ОТРЫВОК:
════════

Гетман пожал плечами и ничего не ответил. Тогда врач вытащил из портфеля несколько пачек ассигнаций.
— Вот здесь пятнадцать тысяч лей. Это наша организация передает вам как первую помощь. Спрячьте их, чтобы не заметили сантинелы.
Гетман с трудом рассовал под белье объемистые пачки денег.
— Кроме того, — продолжал врач, — мы постараемся помочь вам и другими средствами. Румыния сейчас на грани выхода из войны. В армии брожение… И последнее: передайте своим товарищам, что мы помешаем учинить над ними суд.
Полученные деньги решили беречь для разных непредвиденных расходов.
Санчасть лагеря и тюрьмы размещалась на другой стороне двора. Однажды санитар пришел к нам и пригласил в санчасть кого–нибудь из пленных, знающих румынский язык. Послали Леонида Мельника. Вскоре он возвратился, загадочно улыбаясь:
— Товарищи, — начал Леонид, — мне удалось поговорить наедине с шофером, привезшим продукты. Кокош его звать. Он сказал мне: «Товарищи, многие у нас сочувствуют вам, верят, что скоро наступит конец разбою… Красная Армия подошла к границам Румынии… Мы, антифашисты, тоже ее ждем. Скажите, чем вам помочь?» Он обещал установить с нами контакт и передал вот эти листовки.

════════

ДАННЫЕ ДЛЯ АНАЛИЗА:
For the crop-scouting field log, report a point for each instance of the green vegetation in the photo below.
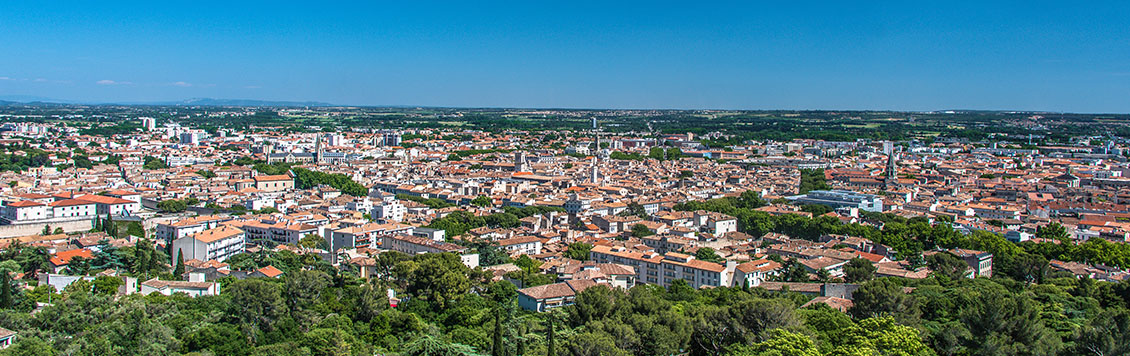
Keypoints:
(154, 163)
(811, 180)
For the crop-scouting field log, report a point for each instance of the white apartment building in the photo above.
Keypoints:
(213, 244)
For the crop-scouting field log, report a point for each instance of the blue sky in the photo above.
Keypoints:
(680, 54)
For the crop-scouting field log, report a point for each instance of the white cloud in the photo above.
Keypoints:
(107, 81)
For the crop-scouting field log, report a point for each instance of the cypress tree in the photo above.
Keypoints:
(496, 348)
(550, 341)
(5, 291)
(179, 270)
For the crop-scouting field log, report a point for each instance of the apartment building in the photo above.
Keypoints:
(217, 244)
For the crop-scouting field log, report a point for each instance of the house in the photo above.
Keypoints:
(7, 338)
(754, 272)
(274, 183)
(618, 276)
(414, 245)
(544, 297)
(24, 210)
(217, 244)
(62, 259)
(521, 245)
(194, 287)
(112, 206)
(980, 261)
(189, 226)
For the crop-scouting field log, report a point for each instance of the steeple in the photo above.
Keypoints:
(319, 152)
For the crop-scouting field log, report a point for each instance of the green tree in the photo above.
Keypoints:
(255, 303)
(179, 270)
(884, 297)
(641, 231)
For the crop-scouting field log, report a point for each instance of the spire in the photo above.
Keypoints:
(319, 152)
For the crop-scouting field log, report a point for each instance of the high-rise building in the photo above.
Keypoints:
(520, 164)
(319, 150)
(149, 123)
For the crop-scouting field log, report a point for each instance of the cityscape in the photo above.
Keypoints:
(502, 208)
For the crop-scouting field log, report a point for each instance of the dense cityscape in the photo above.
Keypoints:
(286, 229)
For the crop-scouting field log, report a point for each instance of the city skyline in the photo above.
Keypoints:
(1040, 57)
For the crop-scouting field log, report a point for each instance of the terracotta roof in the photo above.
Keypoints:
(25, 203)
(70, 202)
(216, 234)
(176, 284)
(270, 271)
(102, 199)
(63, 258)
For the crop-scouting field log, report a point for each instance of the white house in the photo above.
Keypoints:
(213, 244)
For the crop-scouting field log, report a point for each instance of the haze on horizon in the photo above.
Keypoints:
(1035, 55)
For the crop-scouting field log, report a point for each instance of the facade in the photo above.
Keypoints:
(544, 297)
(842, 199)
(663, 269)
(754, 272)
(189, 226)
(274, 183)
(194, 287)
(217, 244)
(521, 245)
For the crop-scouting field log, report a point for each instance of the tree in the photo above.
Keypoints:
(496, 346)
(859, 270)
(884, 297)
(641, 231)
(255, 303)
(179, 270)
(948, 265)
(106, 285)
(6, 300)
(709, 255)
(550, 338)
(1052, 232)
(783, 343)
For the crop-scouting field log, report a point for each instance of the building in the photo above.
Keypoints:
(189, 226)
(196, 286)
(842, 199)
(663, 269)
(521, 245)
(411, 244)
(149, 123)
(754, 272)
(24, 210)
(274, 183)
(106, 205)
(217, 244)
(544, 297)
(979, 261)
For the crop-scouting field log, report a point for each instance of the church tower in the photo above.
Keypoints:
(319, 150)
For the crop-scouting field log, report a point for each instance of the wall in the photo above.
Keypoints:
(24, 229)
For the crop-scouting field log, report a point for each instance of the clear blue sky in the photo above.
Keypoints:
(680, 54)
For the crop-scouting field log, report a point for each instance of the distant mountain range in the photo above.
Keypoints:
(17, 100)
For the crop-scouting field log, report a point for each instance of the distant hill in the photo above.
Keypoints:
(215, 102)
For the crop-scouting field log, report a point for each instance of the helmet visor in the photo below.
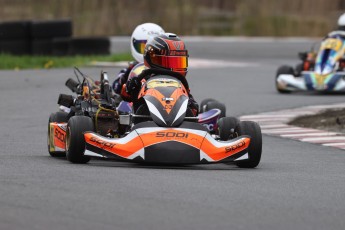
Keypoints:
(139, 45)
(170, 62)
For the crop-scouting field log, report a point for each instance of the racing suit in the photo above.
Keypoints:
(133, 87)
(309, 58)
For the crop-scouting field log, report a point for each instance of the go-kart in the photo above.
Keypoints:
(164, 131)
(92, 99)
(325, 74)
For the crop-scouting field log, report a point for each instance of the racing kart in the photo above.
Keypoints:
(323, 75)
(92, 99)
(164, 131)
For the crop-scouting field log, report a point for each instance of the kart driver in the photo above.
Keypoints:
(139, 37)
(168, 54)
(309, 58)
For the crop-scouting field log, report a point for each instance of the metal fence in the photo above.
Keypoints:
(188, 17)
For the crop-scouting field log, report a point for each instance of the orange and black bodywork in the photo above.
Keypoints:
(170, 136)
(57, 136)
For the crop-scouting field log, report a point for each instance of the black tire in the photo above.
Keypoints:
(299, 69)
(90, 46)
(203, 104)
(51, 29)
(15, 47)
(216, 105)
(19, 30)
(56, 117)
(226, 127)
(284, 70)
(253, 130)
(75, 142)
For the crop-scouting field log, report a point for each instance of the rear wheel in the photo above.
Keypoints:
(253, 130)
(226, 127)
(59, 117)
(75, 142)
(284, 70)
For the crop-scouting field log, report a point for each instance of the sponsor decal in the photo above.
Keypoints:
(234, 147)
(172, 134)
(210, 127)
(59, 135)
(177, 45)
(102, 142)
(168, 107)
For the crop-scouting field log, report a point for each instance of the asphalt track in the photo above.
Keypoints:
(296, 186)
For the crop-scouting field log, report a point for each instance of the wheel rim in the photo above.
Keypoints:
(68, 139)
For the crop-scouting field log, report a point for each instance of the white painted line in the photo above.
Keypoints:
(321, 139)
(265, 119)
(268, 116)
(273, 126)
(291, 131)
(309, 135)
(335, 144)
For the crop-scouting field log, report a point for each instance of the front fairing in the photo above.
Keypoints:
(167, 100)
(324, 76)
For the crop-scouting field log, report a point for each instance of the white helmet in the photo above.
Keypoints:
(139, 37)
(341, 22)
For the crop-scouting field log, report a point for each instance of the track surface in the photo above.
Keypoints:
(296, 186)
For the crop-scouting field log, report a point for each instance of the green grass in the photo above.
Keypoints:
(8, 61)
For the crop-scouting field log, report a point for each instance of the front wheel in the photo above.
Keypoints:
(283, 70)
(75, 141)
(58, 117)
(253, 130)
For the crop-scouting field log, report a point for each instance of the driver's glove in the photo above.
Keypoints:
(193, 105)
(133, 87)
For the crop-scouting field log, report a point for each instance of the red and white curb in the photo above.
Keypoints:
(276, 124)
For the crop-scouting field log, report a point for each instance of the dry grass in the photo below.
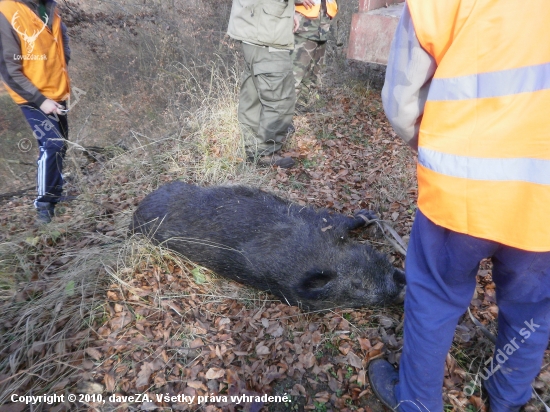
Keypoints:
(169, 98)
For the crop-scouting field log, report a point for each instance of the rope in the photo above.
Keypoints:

════════

ЗАДАНИЕ 1: Какую сумму врач передал Гетману в отрывке о пленных в румынском лагере?
ЗАДАНИЕ 2: Напишите продолжение отрывка о пленных в румынском лагере, начиная сразу после его последней фразы.
Записи здесь никак не используются.

ПОЛЕ ОТВЕТА 1: Пятнадцать тысяч лей.

ПОЛЕ ОТВЕТА 2:
Мы смотрели на Мельника и радовались, что у нас и в Слобозии появились соратники по борьбе. Но особенно сильное впечатление на нас произвело содержание воззваний Коммунистической партии Румынии к народу своей страны. В полученных от Кокоша листовках говорилось: «Солдаты, унтер–офицеры, офицеры и генералы! Отказывайтесь воевать и умирать за преступников Гитлера и Антонеску! Фронтовики! Переходите со всем своим вооружением и боеприпасами на сторону Красной Армии, которая поможет вам бороться за освобождение нашего отечества!»[16] «Патриот! Борьба идет не на жизнь, а на смерть! Цель немцев ясна: они хотят потопить в крови жителей столицы, как сделали это с жителями других городов»[17].
Эта встреча придала нам бодрости на несколько дней. Спустя некоторое время мы получили передачу, в которой оказались галеты, сахар и медикаменты. И снова недоумение, доброе доверие и надежда. Через две недели поступила еще одна посылка.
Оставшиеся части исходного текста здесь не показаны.